#### [TASKS]
**A)** In the Alabama State Route 136 text, which county is the highway in?
**B)** Rewrite the passage of the Alabama State Route 136 text starting at "State Route 136 (SR" and ending at "east of Excel.", substituting "Conecuh County" for "Monroe County".

#### [EXTRACT]
········
Route information
- Maintained by ALDOT
- Length: 6.151 mi (9.899 km)
- Existed: 1963–present

Major junctions
- West end: SR 21 south of Monroeville
- US 84 / SR 41 south of Monroeville
- East end: US 84 / SR 41 east of Excel

Location
- Country: United States
- State: Alabama
- Counties: Monroe

Highway system
- Alabama State Highway System; Interstate; US; State;
| ← SR 135 |  | → SR 137 |

= Alabama State Route 136 =

Highway in Alabama

State Route 136 (SR 136) is a 6.151 mi state highway in Monroe County in the southwestern part of the U.S. state of Alabama. The western terminus of the highway is at an intersection with SR 21 south of Monroeville. The eastern terminus of the route is at an intersection with U.S. Route 84 and SR 41 near the Monroe–Conecuh county line, at a point east of Excel.
········
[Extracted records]
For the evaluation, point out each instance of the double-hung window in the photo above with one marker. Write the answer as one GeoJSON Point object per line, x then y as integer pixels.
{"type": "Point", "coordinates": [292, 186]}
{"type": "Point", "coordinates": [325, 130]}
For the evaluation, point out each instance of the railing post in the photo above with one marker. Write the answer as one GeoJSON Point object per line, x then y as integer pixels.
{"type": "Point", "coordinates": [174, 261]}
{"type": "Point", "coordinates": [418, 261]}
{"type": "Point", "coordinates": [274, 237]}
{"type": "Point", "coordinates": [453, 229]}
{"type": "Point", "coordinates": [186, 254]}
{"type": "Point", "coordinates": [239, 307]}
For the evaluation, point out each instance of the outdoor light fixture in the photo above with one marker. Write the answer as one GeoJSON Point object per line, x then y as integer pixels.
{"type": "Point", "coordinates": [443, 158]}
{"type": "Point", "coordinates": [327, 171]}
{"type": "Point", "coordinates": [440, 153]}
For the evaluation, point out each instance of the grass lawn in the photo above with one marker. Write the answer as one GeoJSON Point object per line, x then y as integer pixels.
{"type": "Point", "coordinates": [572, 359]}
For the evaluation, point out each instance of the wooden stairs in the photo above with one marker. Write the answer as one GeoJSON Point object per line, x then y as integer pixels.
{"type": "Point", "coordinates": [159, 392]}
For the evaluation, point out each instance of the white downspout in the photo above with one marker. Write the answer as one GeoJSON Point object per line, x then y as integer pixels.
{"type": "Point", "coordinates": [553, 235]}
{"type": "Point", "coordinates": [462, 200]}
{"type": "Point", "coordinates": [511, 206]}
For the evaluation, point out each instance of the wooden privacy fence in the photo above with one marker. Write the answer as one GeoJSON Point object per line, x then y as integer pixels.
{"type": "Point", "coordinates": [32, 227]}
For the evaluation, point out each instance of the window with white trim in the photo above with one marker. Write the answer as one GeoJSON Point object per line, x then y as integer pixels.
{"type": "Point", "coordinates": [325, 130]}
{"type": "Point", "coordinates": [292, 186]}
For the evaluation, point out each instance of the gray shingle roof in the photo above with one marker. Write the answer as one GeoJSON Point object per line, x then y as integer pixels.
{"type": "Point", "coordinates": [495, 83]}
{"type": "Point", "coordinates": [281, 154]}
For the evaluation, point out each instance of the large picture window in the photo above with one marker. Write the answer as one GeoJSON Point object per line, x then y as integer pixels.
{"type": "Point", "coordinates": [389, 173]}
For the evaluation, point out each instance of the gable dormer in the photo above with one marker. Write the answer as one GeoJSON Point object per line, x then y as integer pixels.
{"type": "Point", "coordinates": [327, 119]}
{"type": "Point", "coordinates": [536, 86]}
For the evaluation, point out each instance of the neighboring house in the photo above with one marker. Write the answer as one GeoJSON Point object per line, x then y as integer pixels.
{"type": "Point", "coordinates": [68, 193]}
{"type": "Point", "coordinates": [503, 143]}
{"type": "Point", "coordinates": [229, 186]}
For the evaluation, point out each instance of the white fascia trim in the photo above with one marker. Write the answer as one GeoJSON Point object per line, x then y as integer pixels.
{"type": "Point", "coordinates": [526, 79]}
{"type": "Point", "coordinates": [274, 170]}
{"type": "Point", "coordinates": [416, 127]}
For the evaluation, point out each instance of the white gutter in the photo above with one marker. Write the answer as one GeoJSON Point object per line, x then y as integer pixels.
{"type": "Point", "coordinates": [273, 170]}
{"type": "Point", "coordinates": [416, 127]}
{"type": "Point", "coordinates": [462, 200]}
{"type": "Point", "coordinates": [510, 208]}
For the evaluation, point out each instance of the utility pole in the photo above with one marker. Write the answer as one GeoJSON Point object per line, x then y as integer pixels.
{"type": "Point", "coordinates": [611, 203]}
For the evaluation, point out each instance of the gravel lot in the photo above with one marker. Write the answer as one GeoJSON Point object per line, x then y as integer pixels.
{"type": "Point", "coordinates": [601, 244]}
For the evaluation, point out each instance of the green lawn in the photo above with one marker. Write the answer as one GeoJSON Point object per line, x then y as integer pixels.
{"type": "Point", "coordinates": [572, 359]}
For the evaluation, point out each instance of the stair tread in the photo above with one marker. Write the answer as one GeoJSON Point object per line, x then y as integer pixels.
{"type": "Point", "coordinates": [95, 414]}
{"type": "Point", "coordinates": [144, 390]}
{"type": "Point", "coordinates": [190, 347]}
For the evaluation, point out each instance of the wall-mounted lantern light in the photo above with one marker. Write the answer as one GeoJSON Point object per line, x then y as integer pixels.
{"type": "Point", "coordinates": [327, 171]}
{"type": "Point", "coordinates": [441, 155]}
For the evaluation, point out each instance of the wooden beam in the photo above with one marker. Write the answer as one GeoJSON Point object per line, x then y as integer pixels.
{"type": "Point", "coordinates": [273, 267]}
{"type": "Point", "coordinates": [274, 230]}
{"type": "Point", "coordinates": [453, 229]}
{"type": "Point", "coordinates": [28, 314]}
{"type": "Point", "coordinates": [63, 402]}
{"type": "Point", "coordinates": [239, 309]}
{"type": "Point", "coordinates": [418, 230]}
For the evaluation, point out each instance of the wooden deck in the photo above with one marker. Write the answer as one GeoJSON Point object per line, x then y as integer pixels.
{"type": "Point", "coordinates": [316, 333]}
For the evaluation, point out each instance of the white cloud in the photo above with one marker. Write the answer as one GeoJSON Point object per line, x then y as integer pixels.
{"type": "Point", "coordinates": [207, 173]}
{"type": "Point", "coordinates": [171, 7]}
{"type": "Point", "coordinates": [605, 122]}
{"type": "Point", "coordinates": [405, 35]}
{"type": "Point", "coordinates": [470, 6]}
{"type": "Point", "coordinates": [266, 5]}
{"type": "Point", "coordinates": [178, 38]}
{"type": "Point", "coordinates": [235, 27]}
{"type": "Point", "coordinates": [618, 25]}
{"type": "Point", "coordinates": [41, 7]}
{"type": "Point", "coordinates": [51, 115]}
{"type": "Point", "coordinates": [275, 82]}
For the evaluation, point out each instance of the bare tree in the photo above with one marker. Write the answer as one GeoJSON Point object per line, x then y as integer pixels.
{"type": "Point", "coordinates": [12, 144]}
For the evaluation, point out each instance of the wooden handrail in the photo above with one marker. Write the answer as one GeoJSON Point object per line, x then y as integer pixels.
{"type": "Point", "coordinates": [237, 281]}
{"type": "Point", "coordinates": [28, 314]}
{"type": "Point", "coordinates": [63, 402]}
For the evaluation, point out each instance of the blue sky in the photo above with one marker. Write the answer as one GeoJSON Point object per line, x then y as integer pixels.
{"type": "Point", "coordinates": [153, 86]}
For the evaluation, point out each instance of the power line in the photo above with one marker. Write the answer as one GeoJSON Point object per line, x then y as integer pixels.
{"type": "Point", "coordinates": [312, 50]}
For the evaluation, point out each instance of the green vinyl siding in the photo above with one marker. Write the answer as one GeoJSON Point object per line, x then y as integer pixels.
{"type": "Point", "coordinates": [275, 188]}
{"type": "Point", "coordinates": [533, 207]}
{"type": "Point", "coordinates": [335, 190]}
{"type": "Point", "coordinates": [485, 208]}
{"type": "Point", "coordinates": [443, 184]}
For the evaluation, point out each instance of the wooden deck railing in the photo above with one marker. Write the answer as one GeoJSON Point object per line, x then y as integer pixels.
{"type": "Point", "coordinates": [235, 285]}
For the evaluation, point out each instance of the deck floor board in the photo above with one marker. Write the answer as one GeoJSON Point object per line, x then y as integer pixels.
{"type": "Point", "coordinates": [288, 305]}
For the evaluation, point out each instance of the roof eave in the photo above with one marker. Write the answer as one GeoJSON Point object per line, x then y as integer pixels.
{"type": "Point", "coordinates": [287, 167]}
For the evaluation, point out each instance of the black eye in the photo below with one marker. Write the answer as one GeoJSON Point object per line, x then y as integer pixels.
········
#### [SOLVED TASKS]
**A)** Monroe County

**B)**
State Route 136 (SR 136) is a 6.151 mi state highway in Conecuh County in the southwestern part of the U.S. state of Alabama. The western terminus of the highway is at an intersection with SR 21 south of Monroeville. The eastern terminus of the route is at an intersection with U.S. Route 84 and SR 41 near the Monroe–Conecuh county line, at a point east of Excel.